- Page excerpt
* START *
The next three key areas I always cite are the bundled crapware (which can easily be removed), in-box advertising (which is inexcusable), and always-on data collection (which you should be able to disable). These are bad to innocuous, I guess, depending on how you feel about such things.

And there are smaller issues. Windows 10 has settings sync, but it’s only some settings and you never really know which ones, so you have to manually recreate your configuration when you bring a new PC up. (This is related to “finish the job.”) It’s not always configurable enough (I can’t center taskbar icons, for example). Stuff like that.

Microsoft Ignite

will asks:

With Ignite just around the corner, anything you will be looking for news on?

Two areas will be key for me: Windows 10 and developer. It looks like both will be amply represented, so I’m looking forward to the show.

Do they let you and Brad go to the Universal Studio’s party?

I assume this is the attendee party? If so, yes, but we’re not going. I assume it’s Thursday night, and we go home that morning.

Google’s hardware business

beckerrt asks:

Quick follow-up to your What Exactly is Google Selling post from Thursday – I’m staring to wonder what the endgame is for their Pixel line of smartphones. I’m not saying Google shouldn’t be making handsets, but I always see those phones as niche, as the phone that serious camera enthusiasts must have, or the phone to get if you want pure Android and timely updates. Exactly how big is this market? Here in the states, it’s an Apple and Samsung duopoly for the most part, and those cameras are more than enough for the everyday person. I don’t see many people switching. In the rest of the world, there’s Huawei too, which can also stand toe-to-toe with the Pixel lineup. I just don’t see a path forward. Do you ever see Google being a serious mainstream competitor to the Apples, Samsungs, and Huaweis?

No, I don’t.

But maybe it doesn’t have to be. There’s a lot going on there. Aside from that whole argument about competing with your partners (like Microsoft does with Surface), there are good reasons for Google to make its own hardware. They’re halo devices (or can be if they get ahead of the reliability issues). They show off Google’s platforms (or should). Etc.
* END *
- Brief
In the reader Q&A excerpt, which two areas does the writer say will be key for them at Ignite? The records were taken from a separate source.

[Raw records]
* START *
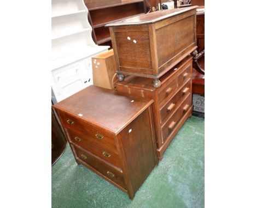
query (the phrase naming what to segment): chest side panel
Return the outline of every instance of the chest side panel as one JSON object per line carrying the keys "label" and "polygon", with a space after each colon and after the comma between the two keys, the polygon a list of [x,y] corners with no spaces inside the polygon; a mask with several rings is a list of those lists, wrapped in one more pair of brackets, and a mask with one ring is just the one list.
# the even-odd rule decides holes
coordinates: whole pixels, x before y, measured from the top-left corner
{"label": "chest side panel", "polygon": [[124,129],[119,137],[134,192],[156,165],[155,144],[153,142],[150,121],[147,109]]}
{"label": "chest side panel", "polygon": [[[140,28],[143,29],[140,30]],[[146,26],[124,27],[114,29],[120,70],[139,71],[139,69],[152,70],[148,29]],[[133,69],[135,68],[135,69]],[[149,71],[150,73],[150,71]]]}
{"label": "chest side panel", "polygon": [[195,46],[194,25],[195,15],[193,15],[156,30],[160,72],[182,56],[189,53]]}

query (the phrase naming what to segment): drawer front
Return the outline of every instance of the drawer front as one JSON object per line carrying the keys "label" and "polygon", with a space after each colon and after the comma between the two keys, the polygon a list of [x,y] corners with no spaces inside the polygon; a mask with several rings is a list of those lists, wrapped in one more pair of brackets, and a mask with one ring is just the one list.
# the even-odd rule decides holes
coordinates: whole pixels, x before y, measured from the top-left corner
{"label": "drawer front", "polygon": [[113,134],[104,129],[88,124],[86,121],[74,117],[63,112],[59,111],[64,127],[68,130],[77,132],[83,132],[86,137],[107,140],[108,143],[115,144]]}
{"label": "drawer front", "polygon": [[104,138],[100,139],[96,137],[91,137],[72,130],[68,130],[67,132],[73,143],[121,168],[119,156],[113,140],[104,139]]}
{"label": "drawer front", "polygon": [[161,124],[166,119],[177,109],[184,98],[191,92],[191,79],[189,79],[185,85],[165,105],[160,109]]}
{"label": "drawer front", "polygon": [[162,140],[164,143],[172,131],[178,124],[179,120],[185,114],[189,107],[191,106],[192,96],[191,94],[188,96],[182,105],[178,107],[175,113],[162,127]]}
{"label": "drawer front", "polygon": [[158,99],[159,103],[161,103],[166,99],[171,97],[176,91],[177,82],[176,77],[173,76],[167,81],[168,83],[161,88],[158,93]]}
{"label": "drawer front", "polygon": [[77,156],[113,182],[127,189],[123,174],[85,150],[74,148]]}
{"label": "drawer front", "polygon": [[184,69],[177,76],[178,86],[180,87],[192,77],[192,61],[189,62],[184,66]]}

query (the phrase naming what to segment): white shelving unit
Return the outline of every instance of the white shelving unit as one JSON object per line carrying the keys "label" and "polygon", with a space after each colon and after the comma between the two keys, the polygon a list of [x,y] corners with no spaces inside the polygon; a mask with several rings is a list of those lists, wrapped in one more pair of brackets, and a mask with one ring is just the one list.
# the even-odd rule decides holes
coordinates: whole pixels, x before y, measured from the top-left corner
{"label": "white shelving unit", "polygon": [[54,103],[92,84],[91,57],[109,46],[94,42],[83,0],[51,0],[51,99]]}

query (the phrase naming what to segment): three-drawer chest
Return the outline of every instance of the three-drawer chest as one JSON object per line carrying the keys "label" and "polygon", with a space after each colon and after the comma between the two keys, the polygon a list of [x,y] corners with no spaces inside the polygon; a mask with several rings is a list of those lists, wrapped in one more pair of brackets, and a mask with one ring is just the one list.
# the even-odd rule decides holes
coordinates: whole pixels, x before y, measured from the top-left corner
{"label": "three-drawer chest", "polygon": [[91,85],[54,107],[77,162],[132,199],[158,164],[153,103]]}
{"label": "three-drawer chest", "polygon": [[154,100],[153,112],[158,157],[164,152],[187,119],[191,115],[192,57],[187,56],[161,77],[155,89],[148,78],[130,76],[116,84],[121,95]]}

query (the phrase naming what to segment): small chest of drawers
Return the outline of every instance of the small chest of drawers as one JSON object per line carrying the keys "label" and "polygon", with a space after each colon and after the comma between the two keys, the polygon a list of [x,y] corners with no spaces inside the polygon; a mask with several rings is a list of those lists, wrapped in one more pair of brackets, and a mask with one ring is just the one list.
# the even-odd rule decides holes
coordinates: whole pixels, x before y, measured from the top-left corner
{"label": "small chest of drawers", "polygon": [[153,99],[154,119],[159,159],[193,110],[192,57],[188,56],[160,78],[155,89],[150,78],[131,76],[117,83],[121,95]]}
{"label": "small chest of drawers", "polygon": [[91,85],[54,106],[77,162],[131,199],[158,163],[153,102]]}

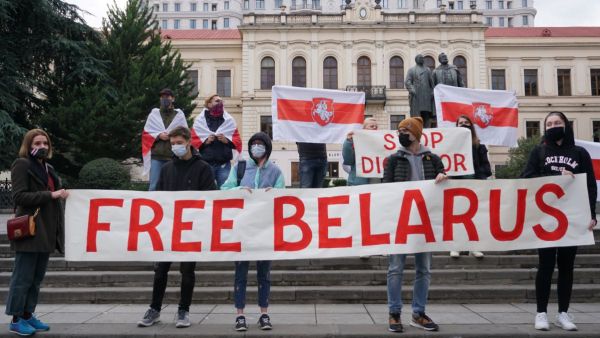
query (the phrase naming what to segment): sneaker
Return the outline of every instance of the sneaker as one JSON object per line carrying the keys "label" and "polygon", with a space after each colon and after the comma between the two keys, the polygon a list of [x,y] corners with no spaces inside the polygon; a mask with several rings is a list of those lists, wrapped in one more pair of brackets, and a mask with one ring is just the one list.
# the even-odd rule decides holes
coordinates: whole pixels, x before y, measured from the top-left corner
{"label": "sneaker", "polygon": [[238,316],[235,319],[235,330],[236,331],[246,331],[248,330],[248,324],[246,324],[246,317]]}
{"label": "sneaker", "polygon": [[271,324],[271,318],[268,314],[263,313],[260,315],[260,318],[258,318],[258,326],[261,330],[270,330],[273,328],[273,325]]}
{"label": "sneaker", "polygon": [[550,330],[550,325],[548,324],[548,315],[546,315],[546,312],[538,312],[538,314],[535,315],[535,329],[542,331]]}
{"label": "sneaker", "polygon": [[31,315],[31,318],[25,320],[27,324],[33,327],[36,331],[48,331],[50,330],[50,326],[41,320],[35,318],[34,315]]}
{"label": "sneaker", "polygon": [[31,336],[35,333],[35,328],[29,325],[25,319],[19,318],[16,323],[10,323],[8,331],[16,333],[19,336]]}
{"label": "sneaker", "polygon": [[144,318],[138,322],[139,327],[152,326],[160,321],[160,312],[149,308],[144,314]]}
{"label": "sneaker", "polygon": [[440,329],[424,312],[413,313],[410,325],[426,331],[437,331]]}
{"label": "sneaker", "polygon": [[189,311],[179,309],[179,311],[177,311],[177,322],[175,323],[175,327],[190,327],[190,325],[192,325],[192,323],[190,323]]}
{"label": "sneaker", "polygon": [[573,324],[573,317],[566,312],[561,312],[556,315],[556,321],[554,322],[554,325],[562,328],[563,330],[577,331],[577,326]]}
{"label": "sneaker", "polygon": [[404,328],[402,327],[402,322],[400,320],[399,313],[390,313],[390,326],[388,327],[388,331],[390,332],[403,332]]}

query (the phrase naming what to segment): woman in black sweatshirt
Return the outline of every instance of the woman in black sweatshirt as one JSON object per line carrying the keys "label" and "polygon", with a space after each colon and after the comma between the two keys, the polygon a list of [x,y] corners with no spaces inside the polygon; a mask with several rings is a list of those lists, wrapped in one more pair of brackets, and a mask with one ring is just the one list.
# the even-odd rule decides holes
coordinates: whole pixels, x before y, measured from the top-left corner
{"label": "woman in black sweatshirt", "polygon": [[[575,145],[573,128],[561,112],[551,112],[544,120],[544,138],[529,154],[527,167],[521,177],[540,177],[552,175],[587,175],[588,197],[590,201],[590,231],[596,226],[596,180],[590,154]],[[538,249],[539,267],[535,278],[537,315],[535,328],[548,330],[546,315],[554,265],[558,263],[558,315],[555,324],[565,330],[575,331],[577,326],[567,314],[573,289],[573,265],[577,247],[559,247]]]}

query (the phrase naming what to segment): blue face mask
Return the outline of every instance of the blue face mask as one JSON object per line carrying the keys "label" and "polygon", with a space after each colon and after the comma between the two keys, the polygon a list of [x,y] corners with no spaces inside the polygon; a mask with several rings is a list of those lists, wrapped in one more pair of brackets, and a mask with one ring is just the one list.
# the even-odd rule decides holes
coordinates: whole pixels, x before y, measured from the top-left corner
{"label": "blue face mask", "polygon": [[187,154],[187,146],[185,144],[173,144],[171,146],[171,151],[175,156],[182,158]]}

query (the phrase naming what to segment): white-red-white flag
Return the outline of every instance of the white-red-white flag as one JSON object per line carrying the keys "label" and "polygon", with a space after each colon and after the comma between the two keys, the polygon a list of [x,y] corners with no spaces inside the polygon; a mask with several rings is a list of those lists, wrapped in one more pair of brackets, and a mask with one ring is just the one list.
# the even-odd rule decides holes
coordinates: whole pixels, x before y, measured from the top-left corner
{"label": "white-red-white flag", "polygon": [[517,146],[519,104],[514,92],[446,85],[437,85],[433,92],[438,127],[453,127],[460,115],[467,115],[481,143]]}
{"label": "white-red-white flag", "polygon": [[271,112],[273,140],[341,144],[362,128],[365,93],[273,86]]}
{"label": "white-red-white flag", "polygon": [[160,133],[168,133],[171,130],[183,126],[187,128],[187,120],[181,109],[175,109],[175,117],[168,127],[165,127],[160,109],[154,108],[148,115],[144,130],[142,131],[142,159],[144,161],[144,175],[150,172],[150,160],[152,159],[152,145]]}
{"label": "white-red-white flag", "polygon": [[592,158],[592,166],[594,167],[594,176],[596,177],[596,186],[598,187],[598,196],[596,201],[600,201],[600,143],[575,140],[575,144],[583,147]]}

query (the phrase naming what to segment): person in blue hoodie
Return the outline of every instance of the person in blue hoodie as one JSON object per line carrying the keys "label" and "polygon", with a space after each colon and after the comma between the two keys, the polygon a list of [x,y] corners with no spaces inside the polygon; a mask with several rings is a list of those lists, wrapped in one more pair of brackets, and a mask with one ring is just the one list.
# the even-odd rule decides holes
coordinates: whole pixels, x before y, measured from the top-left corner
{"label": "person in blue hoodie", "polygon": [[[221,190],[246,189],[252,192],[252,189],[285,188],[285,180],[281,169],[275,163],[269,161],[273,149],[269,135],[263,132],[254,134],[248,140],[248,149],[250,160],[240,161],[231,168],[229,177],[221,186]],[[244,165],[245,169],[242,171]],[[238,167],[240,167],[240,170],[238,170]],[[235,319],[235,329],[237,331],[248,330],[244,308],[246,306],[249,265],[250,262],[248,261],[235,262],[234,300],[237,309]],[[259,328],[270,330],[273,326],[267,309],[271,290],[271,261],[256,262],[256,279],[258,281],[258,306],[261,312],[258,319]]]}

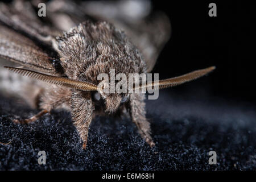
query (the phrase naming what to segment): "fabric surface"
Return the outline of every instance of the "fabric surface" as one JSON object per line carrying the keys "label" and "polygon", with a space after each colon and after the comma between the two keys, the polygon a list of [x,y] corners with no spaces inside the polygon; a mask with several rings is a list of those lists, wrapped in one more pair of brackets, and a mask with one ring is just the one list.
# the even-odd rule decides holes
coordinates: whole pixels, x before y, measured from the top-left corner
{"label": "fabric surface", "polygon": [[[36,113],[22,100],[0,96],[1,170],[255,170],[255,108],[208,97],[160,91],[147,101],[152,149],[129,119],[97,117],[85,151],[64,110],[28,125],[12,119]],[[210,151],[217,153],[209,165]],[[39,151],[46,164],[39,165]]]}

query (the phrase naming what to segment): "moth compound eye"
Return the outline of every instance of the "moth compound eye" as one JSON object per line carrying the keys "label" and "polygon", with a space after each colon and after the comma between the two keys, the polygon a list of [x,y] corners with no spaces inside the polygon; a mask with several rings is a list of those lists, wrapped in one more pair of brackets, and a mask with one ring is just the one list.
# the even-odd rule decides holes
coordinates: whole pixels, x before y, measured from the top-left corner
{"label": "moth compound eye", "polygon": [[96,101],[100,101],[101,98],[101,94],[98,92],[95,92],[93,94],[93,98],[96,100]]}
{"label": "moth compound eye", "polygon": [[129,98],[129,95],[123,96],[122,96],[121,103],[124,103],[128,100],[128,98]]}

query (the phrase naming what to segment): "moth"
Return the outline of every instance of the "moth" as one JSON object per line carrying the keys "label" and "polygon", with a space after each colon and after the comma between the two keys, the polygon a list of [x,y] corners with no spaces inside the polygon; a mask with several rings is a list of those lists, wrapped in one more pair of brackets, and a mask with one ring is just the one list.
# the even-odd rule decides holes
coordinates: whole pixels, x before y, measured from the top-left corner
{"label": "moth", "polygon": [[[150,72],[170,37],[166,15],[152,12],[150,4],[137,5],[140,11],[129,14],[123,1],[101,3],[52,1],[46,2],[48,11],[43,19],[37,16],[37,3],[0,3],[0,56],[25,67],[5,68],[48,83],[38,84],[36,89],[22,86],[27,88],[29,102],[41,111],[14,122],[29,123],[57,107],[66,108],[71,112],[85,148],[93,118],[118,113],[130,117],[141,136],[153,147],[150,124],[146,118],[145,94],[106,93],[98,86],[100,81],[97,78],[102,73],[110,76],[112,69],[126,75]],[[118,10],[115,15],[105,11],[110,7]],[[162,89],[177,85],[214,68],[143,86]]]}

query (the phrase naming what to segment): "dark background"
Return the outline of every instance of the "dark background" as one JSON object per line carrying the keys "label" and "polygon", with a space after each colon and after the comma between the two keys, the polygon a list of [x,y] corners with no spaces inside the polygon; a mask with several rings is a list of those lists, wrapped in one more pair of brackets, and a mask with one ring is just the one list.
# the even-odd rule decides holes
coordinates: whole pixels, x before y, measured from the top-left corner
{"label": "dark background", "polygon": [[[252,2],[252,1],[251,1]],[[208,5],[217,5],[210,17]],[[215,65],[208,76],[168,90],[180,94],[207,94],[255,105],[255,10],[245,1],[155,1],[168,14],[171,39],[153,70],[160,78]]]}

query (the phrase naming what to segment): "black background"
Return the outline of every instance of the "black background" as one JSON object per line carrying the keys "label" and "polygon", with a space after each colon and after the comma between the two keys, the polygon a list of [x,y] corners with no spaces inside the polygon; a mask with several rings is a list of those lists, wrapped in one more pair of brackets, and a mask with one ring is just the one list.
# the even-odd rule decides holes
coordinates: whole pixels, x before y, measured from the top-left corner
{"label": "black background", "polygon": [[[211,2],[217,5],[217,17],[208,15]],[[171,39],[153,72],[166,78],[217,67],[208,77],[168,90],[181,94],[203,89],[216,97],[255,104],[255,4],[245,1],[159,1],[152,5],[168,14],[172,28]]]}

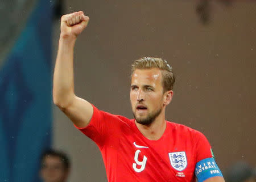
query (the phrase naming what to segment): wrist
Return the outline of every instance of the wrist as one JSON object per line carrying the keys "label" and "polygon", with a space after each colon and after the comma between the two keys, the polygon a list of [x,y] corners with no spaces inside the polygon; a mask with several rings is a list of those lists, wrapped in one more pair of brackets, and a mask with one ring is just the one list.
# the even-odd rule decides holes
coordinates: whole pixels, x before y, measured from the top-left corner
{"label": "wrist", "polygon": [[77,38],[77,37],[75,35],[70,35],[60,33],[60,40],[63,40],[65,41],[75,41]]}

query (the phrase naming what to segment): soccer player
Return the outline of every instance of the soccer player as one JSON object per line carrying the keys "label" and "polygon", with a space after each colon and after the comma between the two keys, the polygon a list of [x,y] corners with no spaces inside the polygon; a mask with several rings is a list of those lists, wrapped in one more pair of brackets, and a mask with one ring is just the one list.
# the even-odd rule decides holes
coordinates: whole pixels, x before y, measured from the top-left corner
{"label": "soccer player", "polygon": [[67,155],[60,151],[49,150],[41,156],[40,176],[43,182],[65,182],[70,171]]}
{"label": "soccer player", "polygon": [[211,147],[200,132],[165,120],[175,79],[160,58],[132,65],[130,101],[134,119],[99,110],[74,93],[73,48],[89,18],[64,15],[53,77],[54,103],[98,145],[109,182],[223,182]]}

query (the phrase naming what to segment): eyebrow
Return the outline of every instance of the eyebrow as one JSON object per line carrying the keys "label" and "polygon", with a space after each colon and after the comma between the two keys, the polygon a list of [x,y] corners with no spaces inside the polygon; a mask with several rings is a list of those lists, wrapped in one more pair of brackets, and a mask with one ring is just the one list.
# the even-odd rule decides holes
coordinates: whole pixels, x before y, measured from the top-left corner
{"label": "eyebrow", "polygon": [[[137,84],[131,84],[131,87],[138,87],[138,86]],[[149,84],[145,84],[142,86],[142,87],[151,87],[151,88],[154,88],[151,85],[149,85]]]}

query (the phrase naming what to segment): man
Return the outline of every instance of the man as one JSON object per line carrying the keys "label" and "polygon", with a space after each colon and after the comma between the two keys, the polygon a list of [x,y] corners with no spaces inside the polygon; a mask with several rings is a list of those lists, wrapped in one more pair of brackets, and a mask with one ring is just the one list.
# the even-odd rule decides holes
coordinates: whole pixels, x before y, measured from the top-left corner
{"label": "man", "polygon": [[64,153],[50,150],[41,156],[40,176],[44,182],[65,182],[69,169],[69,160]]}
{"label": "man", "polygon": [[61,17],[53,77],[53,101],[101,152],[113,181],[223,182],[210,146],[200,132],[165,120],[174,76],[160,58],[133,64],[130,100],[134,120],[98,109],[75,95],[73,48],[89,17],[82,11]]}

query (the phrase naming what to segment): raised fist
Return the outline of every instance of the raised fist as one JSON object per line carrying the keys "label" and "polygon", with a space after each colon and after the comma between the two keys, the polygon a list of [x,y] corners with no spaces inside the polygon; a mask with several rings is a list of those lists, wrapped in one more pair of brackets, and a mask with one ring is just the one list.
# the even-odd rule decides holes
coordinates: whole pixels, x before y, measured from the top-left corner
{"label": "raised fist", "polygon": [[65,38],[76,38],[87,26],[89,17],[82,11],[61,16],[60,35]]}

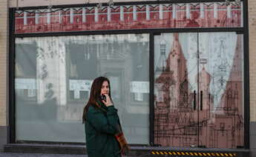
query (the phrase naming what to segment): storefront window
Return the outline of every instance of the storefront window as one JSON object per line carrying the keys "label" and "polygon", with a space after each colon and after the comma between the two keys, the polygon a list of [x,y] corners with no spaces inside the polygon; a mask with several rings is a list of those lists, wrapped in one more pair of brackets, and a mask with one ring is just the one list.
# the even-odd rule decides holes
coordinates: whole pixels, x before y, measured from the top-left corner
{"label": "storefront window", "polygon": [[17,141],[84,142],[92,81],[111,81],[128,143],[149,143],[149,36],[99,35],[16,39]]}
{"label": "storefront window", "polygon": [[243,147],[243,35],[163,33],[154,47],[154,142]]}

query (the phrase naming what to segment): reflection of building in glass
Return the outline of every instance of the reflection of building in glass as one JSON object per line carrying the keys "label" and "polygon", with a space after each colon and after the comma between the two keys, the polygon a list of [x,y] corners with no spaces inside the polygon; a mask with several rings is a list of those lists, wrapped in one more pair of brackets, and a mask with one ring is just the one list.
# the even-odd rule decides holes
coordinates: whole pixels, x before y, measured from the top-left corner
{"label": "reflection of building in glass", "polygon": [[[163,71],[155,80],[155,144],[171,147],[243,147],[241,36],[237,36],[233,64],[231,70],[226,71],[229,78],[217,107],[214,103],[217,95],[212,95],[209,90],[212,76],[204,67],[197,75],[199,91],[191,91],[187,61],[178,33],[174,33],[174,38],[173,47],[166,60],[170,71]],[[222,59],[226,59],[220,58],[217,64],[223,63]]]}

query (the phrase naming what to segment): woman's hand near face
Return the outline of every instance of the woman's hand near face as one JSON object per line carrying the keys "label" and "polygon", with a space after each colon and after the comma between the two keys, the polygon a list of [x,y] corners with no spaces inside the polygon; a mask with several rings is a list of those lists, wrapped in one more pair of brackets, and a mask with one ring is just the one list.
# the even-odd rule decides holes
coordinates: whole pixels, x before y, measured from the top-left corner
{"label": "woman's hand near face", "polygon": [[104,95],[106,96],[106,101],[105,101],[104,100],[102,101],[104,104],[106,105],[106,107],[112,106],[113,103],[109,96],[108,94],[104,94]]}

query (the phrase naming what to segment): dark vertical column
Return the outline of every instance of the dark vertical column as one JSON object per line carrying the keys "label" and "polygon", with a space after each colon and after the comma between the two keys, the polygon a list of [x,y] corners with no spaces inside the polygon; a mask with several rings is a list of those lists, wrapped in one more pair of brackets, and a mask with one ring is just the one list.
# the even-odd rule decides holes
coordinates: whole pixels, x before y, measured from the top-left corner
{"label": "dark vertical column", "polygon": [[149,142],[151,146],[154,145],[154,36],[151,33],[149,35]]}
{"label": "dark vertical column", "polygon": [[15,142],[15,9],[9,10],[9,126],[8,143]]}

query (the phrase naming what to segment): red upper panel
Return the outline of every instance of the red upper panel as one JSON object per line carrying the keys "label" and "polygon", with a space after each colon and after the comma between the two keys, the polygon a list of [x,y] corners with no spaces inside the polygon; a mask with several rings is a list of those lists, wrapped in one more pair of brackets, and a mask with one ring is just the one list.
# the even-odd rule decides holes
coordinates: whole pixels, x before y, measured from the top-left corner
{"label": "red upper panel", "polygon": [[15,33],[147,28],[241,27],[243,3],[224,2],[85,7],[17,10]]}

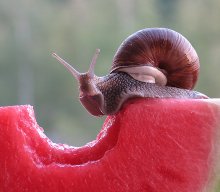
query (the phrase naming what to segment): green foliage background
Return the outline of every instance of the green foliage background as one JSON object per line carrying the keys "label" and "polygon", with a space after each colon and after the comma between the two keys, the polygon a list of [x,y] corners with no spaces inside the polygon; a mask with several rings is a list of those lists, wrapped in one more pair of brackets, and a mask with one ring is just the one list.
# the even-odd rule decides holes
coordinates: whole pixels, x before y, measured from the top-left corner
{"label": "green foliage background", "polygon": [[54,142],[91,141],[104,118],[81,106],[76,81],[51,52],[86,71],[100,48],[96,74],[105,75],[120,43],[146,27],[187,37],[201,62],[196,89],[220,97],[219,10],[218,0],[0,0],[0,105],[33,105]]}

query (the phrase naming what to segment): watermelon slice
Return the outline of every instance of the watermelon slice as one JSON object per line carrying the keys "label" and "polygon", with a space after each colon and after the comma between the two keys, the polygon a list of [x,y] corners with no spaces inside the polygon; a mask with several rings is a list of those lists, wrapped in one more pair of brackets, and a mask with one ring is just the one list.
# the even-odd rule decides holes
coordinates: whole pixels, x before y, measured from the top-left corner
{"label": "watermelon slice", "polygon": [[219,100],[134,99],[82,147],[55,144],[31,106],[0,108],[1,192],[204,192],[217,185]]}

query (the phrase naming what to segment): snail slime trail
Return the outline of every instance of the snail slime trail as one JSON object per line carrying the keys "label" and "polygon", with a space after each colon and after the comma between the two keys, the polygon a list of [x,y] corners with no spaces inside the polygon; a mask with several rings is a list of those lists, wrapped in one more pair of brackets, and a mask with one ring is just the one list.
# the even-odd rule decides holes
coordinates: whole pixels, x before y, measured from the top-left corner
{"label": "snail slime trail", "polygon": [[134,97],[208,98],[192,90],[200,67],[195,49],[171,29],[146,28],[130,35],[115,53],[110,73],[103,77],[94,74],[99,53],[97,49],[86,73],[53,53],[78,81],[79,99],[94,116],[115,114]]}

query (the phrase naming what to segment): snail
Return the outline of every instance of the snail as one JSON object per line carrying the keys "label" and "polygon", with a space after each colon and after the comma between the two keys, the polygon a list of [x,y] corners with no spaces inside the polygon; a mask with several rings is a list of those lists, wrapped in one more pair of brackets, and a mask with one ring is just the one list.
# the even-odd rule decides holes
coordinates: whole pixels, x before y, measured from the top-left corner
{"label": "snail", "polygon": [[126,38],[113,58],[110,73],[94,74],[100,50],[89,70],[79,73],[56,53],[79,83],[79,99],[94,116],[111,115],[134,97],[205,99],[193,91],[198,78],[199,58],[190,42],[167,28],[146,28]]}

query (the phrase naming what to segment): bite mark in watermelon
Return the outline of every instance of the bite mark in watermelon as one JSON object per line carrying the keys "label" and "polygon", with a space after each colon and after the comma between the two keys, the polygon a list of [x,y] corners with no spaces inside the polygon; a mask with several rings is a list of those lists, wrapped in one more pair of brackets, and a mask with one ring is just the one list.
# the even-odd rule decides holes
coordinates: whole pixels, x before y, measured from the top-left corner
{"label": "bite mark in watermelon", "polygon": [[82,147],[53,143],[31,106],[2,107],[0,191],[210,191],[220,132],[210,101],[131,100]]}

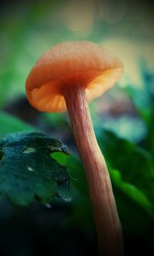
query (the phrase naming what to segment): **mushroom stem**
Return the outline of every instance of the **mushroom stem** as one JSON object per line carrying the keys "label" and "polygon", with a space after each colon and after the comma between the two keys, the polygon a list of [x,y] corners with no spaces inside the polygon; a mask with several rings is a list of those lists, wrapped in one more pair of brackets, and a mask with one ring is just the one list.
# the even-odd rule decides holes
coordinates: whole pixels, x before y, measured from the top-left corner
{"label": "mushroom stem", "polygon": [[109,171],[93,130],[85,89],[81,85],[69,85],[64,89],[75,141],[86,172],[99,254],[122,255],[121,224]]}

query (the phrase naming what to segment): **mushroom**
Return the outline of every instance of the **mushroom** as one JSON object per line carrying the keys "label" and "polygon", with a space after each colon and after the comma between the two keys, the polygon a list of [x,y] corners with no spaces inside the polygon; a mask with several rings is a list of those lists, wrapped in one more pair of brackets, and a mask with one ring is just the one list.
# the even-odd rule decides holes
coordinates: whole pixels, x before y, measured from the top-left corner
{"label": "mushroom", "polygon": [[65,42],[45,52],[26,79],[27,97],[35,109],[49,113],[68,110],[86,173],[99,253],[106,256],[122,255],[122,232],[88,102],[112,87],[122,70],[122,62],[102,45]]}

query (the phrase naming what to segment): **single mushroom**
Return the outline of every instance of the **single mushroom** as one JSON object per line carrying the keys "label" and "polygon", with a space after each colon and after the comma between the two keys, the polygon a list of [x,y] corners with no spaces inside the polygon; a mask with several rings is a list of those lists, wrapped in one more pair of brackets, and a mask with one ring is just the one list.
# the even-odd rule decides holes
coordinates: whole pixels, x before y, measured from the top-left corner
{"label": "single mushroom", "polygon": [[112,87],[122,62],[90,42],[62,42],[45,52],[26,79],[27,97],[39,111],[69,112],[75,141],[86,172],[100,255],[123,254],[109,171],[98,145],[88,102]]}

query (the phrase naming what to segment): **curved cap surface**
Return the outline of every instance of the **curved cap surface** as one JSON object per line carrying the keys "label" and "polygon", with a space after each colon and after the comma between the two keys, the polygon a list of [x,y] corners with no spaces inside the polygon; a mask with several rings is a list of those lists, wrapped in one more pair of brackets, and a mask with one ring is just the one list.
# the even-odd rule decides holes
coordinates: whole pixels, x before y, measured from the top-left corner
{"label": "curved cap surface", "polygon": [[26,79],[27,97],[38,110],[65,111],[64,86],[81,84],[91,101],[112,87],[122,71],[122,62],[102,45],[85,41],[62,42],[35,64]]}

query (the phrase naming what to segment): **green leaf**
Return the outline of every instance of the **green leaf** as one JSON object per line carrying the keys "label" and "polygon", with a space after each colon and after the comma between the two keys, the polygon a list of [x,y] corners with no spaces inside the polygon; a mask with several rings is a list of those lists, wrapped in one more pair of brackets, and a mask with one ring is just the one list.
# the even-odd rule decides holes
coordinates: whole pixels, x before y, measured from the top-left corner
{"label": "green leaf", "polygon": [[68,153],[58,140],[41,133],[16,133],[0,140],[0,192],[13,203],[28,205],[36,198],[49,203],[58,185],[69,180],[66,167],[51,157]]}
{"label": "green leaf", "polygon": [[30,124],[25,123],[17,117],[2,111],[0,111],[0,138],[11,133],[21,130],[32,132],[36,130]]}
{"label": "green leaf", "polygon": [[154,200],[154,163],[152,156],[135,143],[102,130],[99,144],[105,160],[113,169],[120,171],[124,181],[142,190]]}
* END *
- Task answer
Windows 10 and developer.